_INSTRUCTIONS TO FOLLOW:_ Could you set down the lines below, from the one containing "Can you spot the soldier's" through the final line, exactly as written?

[Records excerpted from a collection]
######
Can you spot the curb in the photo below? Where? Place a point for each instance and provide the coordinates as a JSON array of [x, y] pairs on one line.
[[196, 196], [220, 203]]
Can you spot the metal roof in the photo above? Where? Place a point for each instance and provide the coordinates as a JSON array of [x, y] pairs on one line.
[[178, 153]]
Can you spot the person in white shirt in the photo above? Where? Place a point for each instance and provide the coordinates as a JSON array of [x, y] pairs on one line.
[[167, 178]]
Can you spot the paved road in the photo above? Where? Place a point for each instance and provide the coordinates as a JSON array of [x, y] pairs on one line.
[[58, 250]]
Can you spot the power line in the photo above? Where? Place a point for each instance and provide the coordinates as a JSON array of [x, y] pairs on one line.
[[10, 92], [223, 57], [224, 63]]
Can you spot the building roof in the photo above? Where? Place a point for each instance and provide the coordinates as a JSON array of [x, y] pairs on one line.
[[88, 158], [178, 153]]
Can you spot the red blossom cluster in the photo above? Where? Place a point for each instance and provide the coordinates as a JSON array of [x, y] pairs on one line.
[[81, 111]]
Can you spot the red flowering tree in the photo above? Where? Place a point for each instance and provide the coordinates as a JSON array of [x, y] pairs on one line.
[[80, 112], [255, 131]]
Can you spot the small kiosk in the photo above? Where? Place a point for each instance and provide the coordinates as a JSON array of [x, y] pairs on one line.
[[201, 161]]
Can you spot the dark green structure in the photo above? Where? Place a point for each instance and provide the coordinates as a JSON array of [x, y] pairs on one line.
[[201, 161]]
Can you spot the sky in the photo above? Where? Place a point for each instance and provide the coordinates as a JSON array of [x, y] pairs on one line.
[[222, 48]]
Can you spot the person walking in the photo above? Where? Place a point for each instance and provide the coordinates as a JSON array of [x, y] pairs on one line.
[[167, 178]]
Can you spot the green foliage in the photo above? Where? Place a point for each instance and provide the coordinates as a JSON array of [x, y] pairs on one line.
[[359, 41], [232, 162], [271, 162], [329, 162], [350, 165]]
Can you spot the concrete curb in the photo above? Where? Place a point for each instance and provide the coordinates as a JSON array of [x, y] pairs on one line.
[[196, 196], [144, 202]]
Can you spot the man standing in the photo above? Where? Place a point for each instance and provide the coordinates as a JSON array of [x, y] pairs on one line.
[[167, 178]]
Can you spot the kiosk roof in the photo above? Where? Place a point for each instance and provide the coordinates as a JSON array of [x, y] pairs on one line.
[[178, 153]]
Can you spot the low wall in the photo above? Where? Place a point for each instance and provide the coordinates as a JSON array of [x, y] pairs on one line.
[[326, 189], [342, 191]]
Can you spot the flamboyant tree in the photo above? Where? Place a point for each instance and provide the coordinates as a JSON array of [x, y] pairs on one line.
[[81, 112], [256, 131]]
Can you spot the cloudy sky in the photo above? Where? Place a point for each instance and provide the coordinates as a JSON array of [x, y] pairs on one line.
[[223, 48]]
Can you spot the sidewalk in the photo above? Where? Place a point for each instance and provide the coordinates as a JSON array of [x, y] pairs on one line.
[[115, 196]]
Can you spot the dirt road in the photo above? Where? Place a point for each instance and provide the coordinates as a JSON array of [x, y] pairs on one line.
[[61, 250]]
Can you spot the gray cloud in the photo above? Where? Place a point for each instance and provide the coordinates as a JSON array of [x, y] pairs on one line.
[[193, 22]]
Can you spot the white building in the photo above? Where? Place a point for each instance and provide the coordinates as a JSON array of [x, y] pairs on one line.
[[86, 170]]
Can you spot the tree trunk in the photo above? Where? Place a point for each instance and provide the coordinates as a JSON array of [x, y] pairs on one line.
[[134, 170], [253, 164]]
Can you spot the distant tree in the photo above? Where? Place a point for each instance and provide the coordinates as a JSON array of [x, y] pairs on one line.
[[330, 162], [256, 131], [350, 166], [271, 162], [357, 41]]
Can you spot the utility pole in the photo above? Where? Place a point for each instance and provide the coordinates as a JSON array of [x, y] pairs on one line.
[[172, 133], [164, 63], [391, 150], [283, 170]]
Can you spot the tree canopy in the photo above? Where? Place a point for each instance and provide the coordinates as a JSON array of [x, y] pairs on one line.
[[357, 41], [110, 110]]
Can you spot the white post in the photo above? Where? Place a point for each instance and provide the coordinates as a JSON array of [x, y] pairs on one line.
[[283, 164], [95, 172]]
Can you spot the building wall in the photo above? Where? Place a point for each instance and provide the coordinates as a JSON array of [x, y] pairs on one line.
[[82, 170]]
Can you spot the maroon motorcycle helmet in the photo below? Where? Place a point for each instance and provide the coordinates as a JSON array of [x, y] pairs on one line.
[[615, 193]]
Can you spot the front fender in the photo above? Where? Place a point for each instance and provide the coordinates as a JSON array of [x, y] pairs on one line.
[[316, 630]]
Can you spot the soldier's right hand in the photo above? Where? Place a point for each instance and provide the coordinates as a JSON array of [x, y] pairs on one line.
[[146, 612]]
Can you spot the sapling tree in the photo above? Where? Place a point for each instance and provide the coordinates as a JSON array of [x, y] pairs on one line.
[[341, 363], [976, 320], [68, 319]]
######
_SOLUTION FOR THIS PROBLEM:_
Can you spot the soldier's right hand in the photo above? Where? Place a point for each instance and provide the coordinates as a JSON array of [x, y] pairs on one line.
[[146, 612]]
Can you spot the sapling tree in the photo above? Where? Place a point for each instance and provide the coordinates as a JSON array of [x, y] pairs on one line.
[[341, 363], [976, 320], [68, 319]]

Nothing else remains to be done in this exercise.